- _EXTRACT PROVIDED_:
━━━━━━━━━━━━━━━━━━━━

But under Romney’s business model, leveraging other people’s debt means you can carve out big profits for yourself and leave everyone else holding the bag. Despite what Romney claims, the rate of return he provided for Bain’s investors over the years wasn’t all that great. Romney biographer and Wall Street Journal reporter Brett Arends, who analyzed Bain’s performance between 1984 and 1998, concludes that the firm’s returns were likely less than 30 percent per year, which happened to track more or less with the stock market’s average during that time. “That’s how much money you could have made by issuing company bonds and then spending the money picking stocks out of the paper at random,” Arends observes. So for all the destruction Romney wreaked on Middle America in the name of “trying to make money,” investors could have just plunked their money into traditional stocks and gotten pretty much the same returns.

The only ones who profited in a big way from all the job-killing debt that Romney leveraged were Mitt and his buddies at Bain, along with Wall Street firms like Goldman and Citigroup. Barry Ritholtz, author of Bailout Nation, says the criticisms of Bain about layoffs and meanness miss a more important point, which is that the firm’s profit-producing record is absurdly mediocre, especially when set against all the trouble and pain its business model causes. “Bain’s fundamental flaw, at least according to the math,” Ritholtz writes, “is that they took lots of risk, use immense leverage and charged enormous fees, for performance that was more or less the same as [stock] indexing.”

‘I’m not a Romney guy, because I’m not a Bain guy,” says Lenny Patnode, in an Irish pub in the factory town of Pittsfield, Massachusetts. “But I’m not an Obama guy, either. Just so you know.”

I feel bad even asking Patnode about Romney. Big and burly, with white hair and the thick forearms of a man who’s stocked a shelf or two in his lifetime, he seems to belong to an era before things like leveraged debt even existed. For 38 years, Patnode worked for a company called KB Toys in Pittsfield. He was the longest-serving employee in the company’s history, opening some of the firm’s first mall stores, making some of its canniest product buys (“Tamagotchi pets,” he says, beaming, “and Tech-Decks, too”), traveling all over the world to help build an empire that at its peak included 1,300 stores. “There were times when I worked seven days a week, 16 hours a day,” he says. “I opened three stores in two months once.”

Then in 2000, right before Romney gave up his ownership stake in Bain Capital, the firm targeted KB Toys. The debacle that followed serves as a prime example of the conflict between the old model of American business, built from the ground up with sweat and industry know-how, and the new globalist model, the Romney model, which uses leverage as a weapon of high-speed conquest.

━━━━━━━━━━━━━━━━━━━━

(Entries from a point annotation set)

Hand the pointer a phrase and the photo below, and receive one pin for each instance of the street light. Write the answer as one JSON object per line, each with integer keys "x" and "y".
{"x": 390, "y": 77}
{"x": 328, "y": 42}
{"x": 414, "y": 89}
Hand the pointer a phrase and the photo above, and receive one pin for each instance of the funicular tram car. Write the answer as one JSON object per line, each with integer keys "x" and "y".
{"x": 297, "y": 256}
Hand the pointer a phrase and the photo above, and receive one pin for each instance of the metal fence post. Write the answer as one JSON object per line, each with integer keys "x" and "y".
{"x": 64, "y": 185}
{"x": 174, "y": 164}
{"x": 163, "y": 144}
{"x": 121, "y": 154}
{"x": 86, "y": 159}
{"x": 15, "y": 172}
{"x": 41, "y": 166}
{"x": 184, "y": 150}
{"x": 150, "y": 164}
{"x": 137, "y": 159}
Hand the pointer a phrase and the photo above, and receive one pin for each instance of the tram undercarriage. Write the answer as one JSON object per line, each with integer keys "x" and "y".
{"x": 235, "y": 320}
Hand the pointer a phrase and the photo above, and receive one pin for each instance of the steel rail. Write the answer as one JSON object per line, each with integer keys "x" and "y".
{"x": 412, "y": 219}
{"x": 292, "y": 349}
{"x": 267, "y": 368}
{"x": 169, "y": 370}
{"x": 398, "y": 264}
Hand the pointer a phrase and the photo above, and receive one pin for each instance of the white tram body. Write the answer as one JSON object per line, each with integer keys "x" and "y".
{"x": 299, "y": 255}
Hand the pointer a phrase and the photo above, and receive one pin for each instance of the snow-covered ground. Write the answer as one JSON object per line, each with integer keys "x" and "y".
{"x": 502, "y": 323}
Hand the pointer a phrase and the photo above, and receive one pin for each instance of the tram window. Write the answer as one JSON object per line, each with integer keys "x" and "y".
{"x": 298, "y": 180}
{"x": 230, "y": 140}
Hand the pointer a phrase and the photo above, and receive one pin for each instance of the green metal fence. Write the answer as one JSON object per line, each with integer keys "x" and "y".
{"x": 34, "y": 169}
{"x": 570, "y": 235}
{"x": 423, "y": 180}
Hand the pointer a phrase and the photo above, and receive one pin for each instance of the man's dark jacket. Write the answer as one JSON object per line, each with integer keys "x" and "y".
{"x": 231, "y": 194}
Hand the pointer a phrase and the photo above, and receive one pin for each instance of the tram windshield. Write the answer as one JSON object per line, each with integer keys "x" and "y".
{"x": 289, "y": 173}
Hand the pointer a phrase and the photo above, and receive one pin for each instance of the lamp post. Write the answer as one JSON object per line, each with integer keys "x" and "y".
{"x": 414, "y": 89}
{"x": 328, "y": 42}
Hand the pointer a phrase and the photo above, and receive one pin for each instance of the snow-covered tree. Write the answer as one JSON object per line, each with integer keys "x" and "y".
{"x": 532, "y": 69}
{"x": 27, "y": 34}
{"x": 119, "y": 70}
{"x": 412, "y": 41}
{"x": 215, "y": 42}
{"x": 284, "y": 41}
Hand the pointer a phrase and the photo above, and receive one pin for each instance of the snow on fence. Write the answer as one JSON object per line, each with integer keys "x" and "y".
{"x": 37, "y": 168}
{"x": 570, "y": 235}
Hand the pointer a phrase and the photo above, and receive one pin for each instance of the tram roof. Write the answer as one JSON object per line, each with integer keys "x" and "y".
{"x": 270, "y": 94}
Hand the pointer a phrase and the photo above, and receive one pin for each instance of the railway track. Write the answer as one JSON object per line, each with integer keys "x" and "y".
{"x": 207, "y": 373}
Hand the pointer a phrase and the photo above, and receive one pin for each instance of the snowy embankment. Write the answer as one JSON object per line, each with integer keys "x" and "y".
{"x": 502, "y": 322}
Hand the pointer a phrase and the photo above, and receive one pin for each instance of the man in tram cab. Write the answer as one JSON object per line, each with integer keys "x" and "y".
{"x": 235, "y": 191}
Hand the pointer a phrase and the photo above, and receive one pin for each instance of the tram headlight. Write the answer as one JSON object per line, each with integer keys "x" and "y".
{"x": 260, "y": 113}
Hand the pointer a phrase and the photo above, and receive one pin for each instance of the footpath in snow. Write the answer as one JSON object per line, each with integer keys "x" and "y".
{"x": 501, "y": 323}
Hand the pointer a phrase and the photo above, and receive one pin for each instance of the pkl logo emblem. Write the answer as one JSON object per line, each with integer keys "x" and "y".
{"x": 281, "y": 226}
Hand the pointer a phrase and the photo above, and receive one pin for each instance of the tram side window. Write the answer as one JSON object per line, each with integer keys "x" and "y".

━━━━━━━━━━━━━━━━━━━━

- _OBJECTIVE_: Rewrite the part of the text on Romney and Bain Capital starting with "Then in 2000, right" and going on through "of high-speed conquest.", changing "KB Toys" to "the toy chain".

- _WRITTEN SOLUTION_:
Then in 2000, right before Romney gave up his ownership stake in Bain Capital, the firm targeted the toy chain. The debacle that followed serves as a prime example of the conflict between the old model of American business, built from the ground up with sweat and industry know-how, and the new globalist model, the Romney model, which uses leverage as a weapon of high-speed conquest.